(TASK TO COMPLETE): Copy these lines out word for word, leaving out the pictures.

(LISTED RECORDS):
## begin

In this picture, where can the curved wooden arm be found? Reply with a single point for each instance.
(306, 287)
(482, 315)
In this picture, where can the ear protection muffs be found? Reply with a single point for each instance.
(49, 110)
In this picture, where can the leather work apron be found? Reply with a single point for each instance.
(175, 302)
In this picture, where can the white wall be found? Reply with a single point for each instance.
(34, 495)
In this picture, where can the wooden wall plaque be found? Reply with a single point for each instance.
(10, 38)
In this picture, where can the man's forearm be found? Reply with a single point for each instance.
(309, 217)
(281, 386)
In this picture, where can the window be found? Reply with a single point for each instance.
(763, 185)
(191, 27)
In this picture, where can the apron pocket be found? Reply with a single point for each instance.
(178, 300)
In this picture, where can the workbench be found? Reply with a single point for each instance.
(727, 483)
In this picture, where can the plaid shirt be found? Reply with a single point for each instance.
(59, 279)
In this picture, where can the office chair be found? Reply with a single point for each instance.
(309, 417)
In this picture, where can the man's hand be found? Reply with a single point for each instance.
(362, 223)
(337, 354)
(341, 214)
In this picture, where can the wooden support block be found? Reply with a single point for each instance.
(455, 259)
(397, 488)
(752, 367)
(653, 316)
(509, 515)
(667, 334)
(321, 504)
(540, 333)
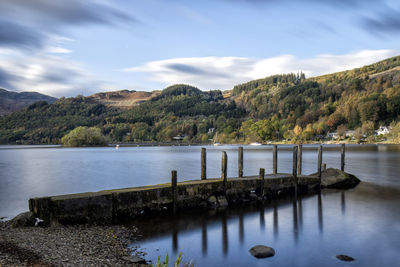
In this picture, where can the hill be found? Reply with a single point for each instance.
(288, 106)
(123, 99)
(12, 101)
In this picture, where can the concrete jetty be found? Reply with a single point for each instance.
(118, 205)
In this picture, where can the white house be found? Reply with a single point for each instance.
(333, 135)
(383, 130)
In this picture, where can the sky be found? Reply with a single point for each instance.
(71, 47)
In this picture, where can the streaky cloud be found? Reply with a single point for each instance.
(225, 72)
(39, 19)
(384, 23)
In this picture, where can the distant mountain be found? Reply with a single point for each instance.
(13, 101)
(288, 106)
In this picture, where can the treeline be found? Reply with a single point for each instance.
(278, 107)
(43, 123)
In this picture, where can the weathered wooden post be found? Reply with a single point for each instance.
(174, 183)
(342, 158)
(240, 162)
(262, 178)
(299, 159)
(294, 171)
(203, 164)
(224, 164)
(275, 159)
(319, 161)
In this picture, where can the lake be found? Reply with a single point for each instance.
(363, 222)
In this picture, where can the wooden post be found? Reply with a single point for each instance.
(262, 178)
(203, 164)
(174, 182)
(299, 159)
(240, 162)
(342, 158)
(224, 163)
(275, 160)
(319, 161)
(294, 171)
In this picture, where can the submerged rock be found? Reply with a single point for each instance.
(261, 251)
(24, 219)
(345, 258)
(134, 259)
(334, 178)
(222, 202)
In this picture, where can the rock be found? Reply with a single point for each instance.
(253, 197)
(212, 200)
(24, 219)
(344, 258)
(134, 259)
(261, 251)
(334, 178)
(222, 201)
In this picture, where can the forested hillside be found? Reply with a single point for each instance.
(288, 106)
(13, 101)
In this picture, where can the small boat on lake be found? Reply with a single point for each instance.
(255, 144)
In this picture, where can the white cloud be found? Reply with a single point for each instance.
(225, 72)
(48, 74)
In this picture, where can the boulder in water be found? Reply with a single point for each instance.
(345, 258)
(24, 219)
(261, 251)
(334, 178)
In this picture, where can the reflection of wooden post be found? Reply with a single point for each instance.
(299, 159)
(262, 178)
(294, 170)
(240, 162)
(174, 182)
(203, 164)
(275, 160)
(224, 163)
(342, 158)
(319, 161)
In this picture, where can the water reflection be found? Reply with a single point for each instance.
(343, 202)
(295, 220)
(241, 228)
(262, 218)
(224, 234)
(206, 237)
(299, 199)
(174, 237)
(276, 227)
(320, 214)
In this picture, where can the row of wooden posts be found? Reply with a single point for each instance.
(296, 169)
(297, 161)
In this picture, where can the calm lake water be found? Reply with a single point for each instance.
(309, 231)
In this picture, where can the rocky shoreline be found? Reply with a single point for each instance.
(79, 245)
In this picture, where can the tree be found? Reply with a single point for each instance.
(341, 131)
(84, 136)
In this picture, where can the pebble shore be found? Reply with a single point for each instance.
(79, 245)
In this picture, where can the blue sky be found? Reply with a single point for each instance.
(65, 48)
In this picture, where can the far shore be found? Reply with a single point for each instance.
(148, 144)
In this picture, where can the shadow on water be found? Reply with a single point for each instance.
(320, 226)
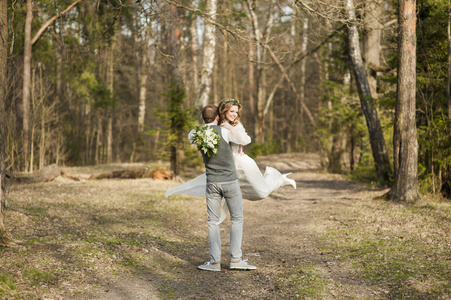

## end

(SOLUTION TO THIS TASK):
In this picture, where can the curved wooden arm be found? Reply with a single point for each instance.
(306, 287)
(482, 315)
In this picture, where can the ear protection muffs be found? Reply with a single point for each instance.
(49, 110)
In this picture, where can the leather work apron be found? Reply with a single point for each instance.
(175, 302)
In this picture, where can the white wall be found? Reply with a single point for each instance.
(34, 495)
In this picture, where can the wooden wall plaque be found? Reply with a single point for each instance.
(10, 38)
In this picture, where can the man's forearm be found? Reply with a single point for each instance.
(309, 217)
(281, 386)
In this picture, where can the window be found? Reply with a single point for each instance.
(763, 185)
(191, 27)
In this picture, where can the apron pocket be found? Reply with a single point for each instance.
(178, 300)
In this picture, where can the workbench be found? Reply with a single point for each instance.
(727, 483)
In this picture, where can the plaid shirt be found? Reply with a single point for each instance.
(59, 279)
In this picture, where can the office chair be found? Reply with a single point for each instance.
(309, 417)
In this picture, where can the man's hand be found? Reply with a single point for each instance.
(362, 223)
(337, 354)
(341, 214)
In this picture, where can the wooden support block be found? Reply with a single point for each instance.
(455, 259)
(397, 488)
(752, 367)
(653, 316)
(509, 515)
(667, 334)
(321, 504)
(540, 333)
In this picture, where can the hill be found? Reply with a single point for each instance.
(288, 106)
(123, 99)
(12, 101)
In this picture, where can the concrete jetty be found? Reply with a single point for each instance.
(118, 205)
In this picture, where can the white house be found? Reply with a single point for each instance.
(333, 135)
(383, 130)
In this picture, where can the sky be found? Reply with a single point for each instance.
(71, 47)
In this picture, where can the streaky cloud be found? Reply with a single point for each instance.
(225, 72)
(39, 19)
(384, 23)
In this picture, where can the distant mountain be found? Reply with a single point for each instance.
(13, 101)
(288, 106)
In this picture, where can the treeline be found? Reply with a single point for each instance.
(278, 107)
(43, 123)
In this picture, where can the weathered wooden post be found? Reply with a single point for each instance.
(174, 183)
(342, 158)
(240, 162)
(262, 178)
(299, 159)
(294, 171)
(203, 164)
(224, 164)
(275, 159)
(319, 161)
In this picture, where can the lake be found? Reply with a single point for each instance.
(363, 222)
In this picture, where can the wooden post be found? Reply with a single point for each instance.
(262, 178)
(203, 164)
(174, 182)
(299, 159)
(240, 162)
(342, 158)
(224, 163)
(275, 160)
(319, 161)
(294, 171)
In this picture, where can the submerged rock be found? Reply with a single point for each instance.
(261, 251)
(24, 219)
(345, 258)
(134, 259)
(334, 178)
(222, 202)
In this picture, where can the rock be found? Reply with a single point for each instance.
(253, 197)
(212, 200)
(24, 219)
(344, 258)
(134, 259)
(261, 251)
(334, 178)
(222, 201)
In this picture, where can the forested hillside be found? Reply with a single point for each instance.
(288, 106)
(13, 101)
In this picture, where can the small boat on lake be found? Reply with a single point for each instance.
(255, 144)
In this picture, where can the white cloud be found? Reply with a single point for each instance.
(225, 72)
(48, 74)
In this picture, where can the boulder in water be found? Reply with a single point for each instance.
(345, 258)
(24, 219)
(261, 251)
(334, 178)
In this picture, where can the reflection of wooden post be found? Reply with a single point for each instance.
(299, 159)
(262, 178)
(294, 170)
(240, 162)
(174, 182)
(203, 164)
(275, 160)
(224, 163)
(342, 158)
(319, 161)
In this picture, where can the water reflection be found? Reply with a single point for each instance.
(343, 202)
(295, 220)
(241, 228)
(262, 218)
(224, 234)
(206, 237)
(299, 199)
(174, 237)
(276, 227)
(320, 214)
In this picture, where can the row of wooden posts be found? Reply with a single point for each instance.
(296, 169)
(297, 161)
In this picture, where can the calm lake water be found? Reply with a single point for each instance.
(309, 231)
In this picture, where can the rocky shoreline be found? Reply with a single point for each instance.
(79, 245)
In this picture, where can the tree be found? Reply with a single point for each instance.
(341, 131)
(84, 136)
In this picture, where can the pebble shore be found? Reply with a single point for each instance.
(79, 245)
In this picture, where can the blue sky be found? Reply with a single point for each instance.
(65, 48)
In this picture, where can the far shore be found? Reply with a single point for each instance.
(148, 144)
In this picture, where can the shadow on water be found? Reply with a single point for each instance.
(320, 226)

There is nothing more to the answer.